SOURCE TEXT:
== Segment start ==

Hugging: An Act of Love or Hate?

I didn’t mean to; it was a reflex. I just hadn’t seen her in a while, and before I knew it, I hugged her-in a grocery store! I felt so bad. What if I am sick and don’t know it? What if she somehow gets COVID from that one thoughtless act? A few months ago, I saw two ladies greet each other in Walmart. They instinctively went in for a hug and stopped short, looking around to see if anyone was watching. They didn’t hug. We are not supposed to. Hugging has gone from a kind greeting, a comforting act to a hateful one. Just like that.
Now, I’ll admit, a germophobe is something I’ve never been, thus the reason I’ve chosen to spend my days in a place with 1500 teens, but I am concerned. Yes, I am concerned about the growing COVID numbers around me, but I am also concerned that we are naively forbidding proximity, touch, and yes, hugs in an already tragically lonely world. What will the last six months of reduced physical touch do to us, the already lonely, and our children? And how do we recover from this lack of touch when we are being told that this reduced affection must continue for at least the next year, resulting in a permanent change in our habits? The sad truth? We are already changed.
In August, a study of the mental health effects of COVID and its related restrictions done in June which reported, “Elevated levels of adverse mental health conditions, substance use, and suicidal ideation were reported by adults in the United States in June 2020. The prevalence of symptoms of anxiety disorder was approximately three times those reported in the second quarter of 2019 (25.5% versus 8.1%), and prevalence of depressive disorder was approximately four times that reported in the second quarter of 2019 (24.3% versus 6.5%) . . . and approximately one in 10 reported that they started or increased substance use because of COVID-19. Suicidal ideation was also elevated; approximately twice as many respondents reported serious consideration of suicide in the previous 30 days than did adults in the United States in 2018 . . .”(https://www.cdc.gov/mmwr/volumes/69/wr/mm6932a1.htm).
With society in such a state with no end in sight, touch such as hugs may be more important than ever. The following are some of the benefits of touch reported in this 2018 article by Medical News Today, https://www.medicalnewstoday.com/articles/323143:
- Touch soothes children during times of distress. A study from Sweden showed that hugging and patting children has a “soothing effect”. These acts of physical affection “allow the child in distress to regain a sense of security and reassurance” and may make counseling efforts more effective.
- Touch improves general health. Several areas of benefit are mentioned here such as lower blood pressure and heart rates as well as less severe reactions to infections and protection against respiratory illnesses. Wow! Maybe instead of reducing touch to protect from COVID, we should increase it.

== Segment end ==

GIVEN RECORDS:
== Segment start ==

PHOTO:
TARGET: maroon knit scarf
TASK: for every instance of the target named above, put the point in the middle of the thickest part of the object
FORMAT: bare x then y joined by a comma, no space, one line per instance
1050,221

== Segment end ==

DIRECTIONS:
A. Answer these questions from the essay on hugging, one line each:
(i) How many teens does the writer spend the days among?
(ii) In what store did the writer see two ladies stop short of a hug?
(iii) In what country was the study on hugging and patting children in distress done?
B. Pick up the essay on hugging after its last sentence and continue it.

ACTIVITY ANSWERS:
A.
(i) 1500
(ii) Walmart
(iii) Sweden

B.
- Touch reduces pain. The article reports, “The first study — which appeared in the journal Scientific Reports in 2017 — showed that if two partners touch and one of them experiences mild pain, the touch actually diminishes the sensation of pain.” Just considering the number of patients and nursing home residents whose loved ones are banned from accompanying them during times of pain and distress is heartbreaking and may actually be causing more suffering as this report shows.
- Touch is a crucial part of any relationship. In short, the article concludes, “So, offering a reassuring hug to a person who is in pain or feeling down can actually benefit both the receiver and the giver; both people involved in the interaction experience more positive emotions and feel more strongly connected to each other”. Considering that meaningful relationships are now considered the number one factor in longevity, more than any physical component, going touchless could endanger more than it saves.
The restrictions placed on society because of COVID-19 are unprecedented. In additions to school closures and “mandates”, the message that any touch like hugging is now a hateful act, putting others at risk for infection-even death- is widespread. So, we don’t hug. My son did not hug his teachers on the last day of school, he does not get hugs from his Sunday school teachers or people from church, even hugs from his grandparents are greatly reduced. The saddest part? His best friend has always been a hugger. He would hug him almost every day when they got to school, until March. He hasn’t hugged him since. How can this drastic change in behavior not affect us all, indefinitely?
The answer? I honestly don’t have one. All I know is we all need hugs more than ever before, and it isn’t happening. Even parents are told to “stay away” from their children in their own homes in order to prevent infection. What does 10 days of no contact with a parent do to an infant, a toddler, even an older child? I know, they call this distancing of ourselves “loving”, but is it really? This pandemic is not just physical but mental as well, and instead of protecting our health, the villainizing of a simple hug is creating irreparable damage.